— Start of EXTRACTED MATERIAL —
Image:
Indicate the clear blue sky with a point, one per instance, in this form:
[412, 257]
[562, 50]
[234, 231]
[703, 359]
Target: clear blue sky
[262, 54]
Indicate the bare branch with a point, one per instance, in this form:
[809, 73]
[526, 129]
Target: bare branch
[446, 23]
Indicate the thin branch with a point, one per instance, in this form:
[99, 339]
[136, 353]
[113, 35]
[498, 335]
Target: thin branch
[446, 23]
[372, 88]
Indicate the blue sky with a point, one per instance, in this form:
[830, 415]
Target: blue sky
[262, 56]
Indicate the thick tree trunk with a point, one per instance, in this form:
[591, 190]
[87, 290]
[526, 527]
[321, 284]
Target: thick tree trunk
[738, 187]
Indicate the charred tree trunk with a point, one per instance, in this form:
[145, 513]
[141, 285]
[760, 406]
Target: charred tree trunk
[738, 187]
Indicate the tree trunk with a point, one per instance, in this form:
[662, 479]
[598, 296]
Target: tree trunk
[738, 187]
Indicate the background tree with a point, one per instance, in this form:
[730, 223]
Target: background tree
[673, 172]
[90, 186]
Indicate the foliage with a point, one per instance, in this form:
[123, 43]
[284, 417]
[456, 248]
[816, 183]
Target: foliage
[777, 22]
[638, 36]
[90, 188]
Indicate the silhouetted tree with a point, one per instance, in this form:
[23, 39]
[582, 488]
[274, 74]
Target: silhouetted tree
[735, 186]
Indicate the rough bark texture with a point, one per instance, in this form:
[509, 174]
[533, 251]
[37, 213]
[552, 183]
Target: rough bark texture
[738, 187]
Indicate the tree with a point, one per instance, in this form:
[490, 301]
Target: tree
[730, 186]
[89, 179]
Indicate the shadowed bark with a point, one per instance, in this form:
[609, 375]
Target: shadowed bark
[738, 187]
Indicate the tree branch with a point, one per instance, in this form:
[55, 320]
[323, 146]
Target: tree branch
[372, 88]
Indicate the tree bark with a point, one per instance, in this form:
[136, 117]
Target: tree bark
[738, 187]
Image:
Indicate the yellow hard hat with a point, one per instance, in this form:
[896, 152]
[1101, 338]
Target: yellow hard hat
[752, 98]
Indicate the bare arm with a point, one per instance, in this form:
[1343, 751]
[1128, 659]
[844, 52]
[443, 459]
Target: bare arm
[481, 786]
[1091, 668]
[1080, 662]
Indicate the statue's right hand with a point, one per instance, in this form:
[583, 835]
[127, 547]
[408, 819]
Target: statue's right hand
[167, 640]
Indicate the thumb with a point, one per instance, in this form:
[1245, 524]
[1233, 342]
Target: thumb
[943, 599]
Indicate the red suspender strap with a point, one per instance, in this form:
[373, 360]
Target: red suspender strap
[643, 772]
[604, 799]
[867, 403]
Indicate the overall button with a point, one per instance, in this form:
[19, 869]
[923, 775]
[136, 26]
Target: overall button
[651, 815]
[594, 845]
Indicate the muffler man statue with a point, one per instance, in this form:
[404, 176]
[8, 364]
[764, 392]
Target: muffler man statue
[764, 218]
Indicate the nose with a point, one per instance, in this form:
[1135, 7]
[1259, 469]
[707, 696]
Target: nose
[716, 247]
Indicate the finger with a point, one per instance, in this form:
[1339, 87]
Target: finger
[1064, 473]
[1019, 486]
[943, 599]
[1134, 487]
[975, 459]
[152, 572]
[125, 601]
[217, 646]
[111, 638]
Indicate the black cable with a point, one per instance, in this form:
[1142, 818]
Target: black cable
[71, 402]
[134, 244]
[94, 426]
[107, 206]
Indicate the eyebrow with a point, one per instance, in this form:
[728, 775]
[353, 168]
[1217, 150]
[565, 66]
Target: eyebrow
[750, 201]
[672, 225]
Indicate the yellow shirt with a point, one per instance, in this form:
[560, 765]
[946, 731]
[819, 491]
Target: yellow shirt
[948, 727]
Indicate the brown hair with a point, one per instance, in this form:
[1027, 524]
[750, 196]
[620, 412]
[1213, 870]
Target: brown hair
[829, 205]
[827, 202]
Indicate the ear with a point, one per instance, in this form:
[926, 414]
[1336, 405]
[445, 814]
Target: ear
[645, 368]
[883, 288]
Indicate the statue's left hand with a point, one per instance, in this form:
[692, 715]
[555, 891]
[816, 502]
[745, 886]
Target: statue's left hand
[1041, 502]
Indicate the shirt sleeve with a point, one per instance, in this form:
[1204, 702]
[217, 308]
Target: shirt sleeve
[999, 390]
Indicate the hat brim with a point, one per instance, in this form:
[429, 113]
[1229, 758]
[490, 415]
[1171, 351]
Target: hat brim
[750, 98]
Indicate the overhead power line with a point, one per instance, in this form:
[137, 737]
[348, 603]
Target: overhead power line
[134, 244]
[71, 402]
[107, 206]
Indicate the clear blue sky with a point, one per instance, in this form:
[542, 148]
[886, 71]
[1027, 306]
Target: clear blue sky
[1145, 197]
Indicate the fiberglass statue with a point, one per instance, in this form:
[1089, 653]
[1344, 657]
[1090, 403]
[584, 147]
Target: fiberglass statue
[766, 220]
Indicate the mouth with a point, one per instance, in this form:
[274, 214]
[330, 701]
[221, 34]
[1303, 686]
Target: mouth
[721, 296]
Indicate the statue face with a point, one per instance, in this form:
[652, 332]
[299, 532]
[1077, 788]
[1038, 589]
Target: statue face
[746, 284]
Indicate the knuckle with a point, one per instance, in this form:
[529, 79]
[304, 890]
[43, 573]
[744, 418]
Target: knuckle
— End of EXTRACTED MATERIAL —
> PROBLEM:
Output all of the material exactly as written.

> ANSWER:
Image:
Indicate the clear blue sky with a point, one per instance, in this form:
[412, 257]
[562, 50]
[234, 231]
[703, 359]
Target: clear blue sky
[262, 54]
Indicate the bare branch with a point, one per instance, in this form:
[809, 73]
[526, 129]
Target: bare branch
[446, 23]
Indicate the thin branch with a point, one per instance, in this form:
[99, 339]
[136, 353]
[113, 35]
[498, 335]
Target: thin branch
[446, 23]
[372, 88]
Indicate the blue sky with a point, one per instance, in this form:
[830, 415]
Target: blue sky
[262, 56]
Indicate the thick tree trunk with a point, one per instance, in this form:
[591, 190]
[87, 290]
[526, 527]
[321, 284]
Target: thick tree trunk
[738, 187]
Indicate the charred tree trunk with a point, one per instance, in this form:
[145, 513]
[141, 285]
[760, 406]
Target: charred tree trunk
[738, 187]
Indicate the tree trunk with a point, one per instance, in this form:
[662, 479]
[598, 296]
Target: tree trunk
[738, 187]
Indicate the background tree with a point, one per instance, in this form:
[730, 223]
Target: background tree
[673, 172]
[90, 186]
Indicate the foliage with a point, one per instance, in this form:
[123, 43]
[284, 417]
[456, 248]
[816, 183]
Target: foliage
[777, 22]
[638, 36]
[90, 188]
Indicate the silhouetted tree with a point, one per instance, in this form:
[23, 39]
[582, 488]
[274, 74]
Target: silhouetted tree
[735, 186]
Indicate the rough bark texture with a point, one per instance, in this form:
[509, 174]
[533, 251]
[37, 213]
[552, 183]
Target: rough bark texture
[738, 187]
Indicate the tree with a point, one per instance, in this form:
[490, 301]
Target: tree
[730, 186]
[89, 179]
Indicate the shadowed bark with a point, one per instance, in this form:
[609, 375]
Target: shadowed bark
[738, 187]
Indicate the tree branch with a point, one per instance, in this form:
[55, 320]
[323, 146]
Target: tree branch
[372, 88]
Indicate the tree bark with a point, one per instance, in this form:
[136, 117]
Target: tree bark
[738, 187]
Image:
Indicate the yellow hard hat with a point, one per instance, in this form:
[896, 152]
[1101, 338]
Target: yellow hard hat
[752, 98]
Indicate the bare arm with a point, one per instance, in this form:
[1343, 751]
[1128, 659]
[844, 52]
[443, 459]
Target: bare arm
[481, 786]
[1091, 668]
[1080, 662]
Indicate the statue's right hand with a point, one per instance, in this form:
[583, 835]
[127, 547]
[408, 819]
Target: statue's right hand
[167, 640]
Indicate the thumb with a point, one per instance, in this form:
[1245, 524]
[1233, 342]
Target: thumb
[943, 599]
Indicate the red suspender strap with a point, one per instance, in this form:
[373, 360]
Target: red suspender strap
[643, 772]
[604, 799]
[867, 403]
Indicate the overall button with a point, one per instance, in this form:
[19, 869]
[923, 775]
[136, 26]
Target: overall button
[651, 815]
[594, 845]
Indicate the muffler man statue with a point, one per instance, in this form:
[404, 176]
[8, 364]
[764, 392]
Target: muffler man statue
[764, 218]
Indicate the nose with a point, one per instance, in this form:
[1135, 7]
[1259, 469]
[707, 696]
Target: nose
[716, 247]
Indicate the finger with a point, one per instance, in this form:
[1339, 87]
Target: finger
[1064, 473]
[1019, 486]
[943, 599]
[1134, 487]
[975, 459]
[152, 572]
[125, 601]
[217, 646]
[111, 638]
Indicate the black cable with a point, one per instance, in this form:
[1142, 818]
Target: black cable
[71, 402]
[134, 244]
[94, 426]
[107, 206]
Indicate the eyebrow with a point, one per instance, in this form:
[728, 775]
[353, 168]
[1217, 150]
[565, 66]
Target: eyebrow
[750, 201]
[672, 225]
Indicate the yellow shirt with a point, one per instance, in this form:
[560, 765]
[946, 731]
[819, 491]
Target: yellow shirt
[948, 727]
Indicate the brown hair with a point, one per instance, in this form:
[1027, 524]
[750, 196]
[620, 412]
[1213, 870]
Target: brown hair
[829, 205]
[827, 202]
Indicate the ear with a point, one per instance, in this form:
[926, 414]
[1336, 405]
[445, 814]
Target: ear
[645, 368]
[883, 288]
Indicate the statue's left hand with a point, one per instance, in this form:
[692, 715]
[555, 891]
[816, 502]
[745, 886]
Target: statue's left hand
[1041, 502]
Indicate the shirt sleeve with a point, one per instance, in this form:
[1204, 702]
[217, 308]
Target: shirt sleeve
[999, 390]
Indicate the hat brim with a point, one per instance, in this form:
[429, 113]
[1229, 758]
[490, 415]
[1171, 351]
Target: hat brim
[750, 98]
Indicate the overhead power line with a point, one per instance, in this form:
[137, 737]
[348, 603]
Target: overhead power line
[134, 244]
[71, 402]
[107, 206]
Indicate the clear blue sky with a point, one per instance, in this form:
[542, 148]
[886, 71]
[1027, 306]
Target: clear blue sky
[1145, 197]
Indicate the fiberglass statue with a point, one per instance, in this form:
[1089, 653]
[1344, 657]
[1090, 403]
[584, 147]
Target: fiberglass statue
[766, 220]
Indicate the mouth with a point, one per instance, in this form:
[274, 214]
[330, 701]
[221, 34]
[1303, 686]
Target: mouth
[721, 296]
Indicate the statue face with a point, one per instance, in this form:
[652, 332]
[299, 532]
[1077, 788]
[1038, 589]
Target: statue face
[746, 284]
Indicate the knuckle with a point, one per instance, in this form:
[529, 79]
[304, 890]
[43, 573]
[744, 418]
Target: knuckle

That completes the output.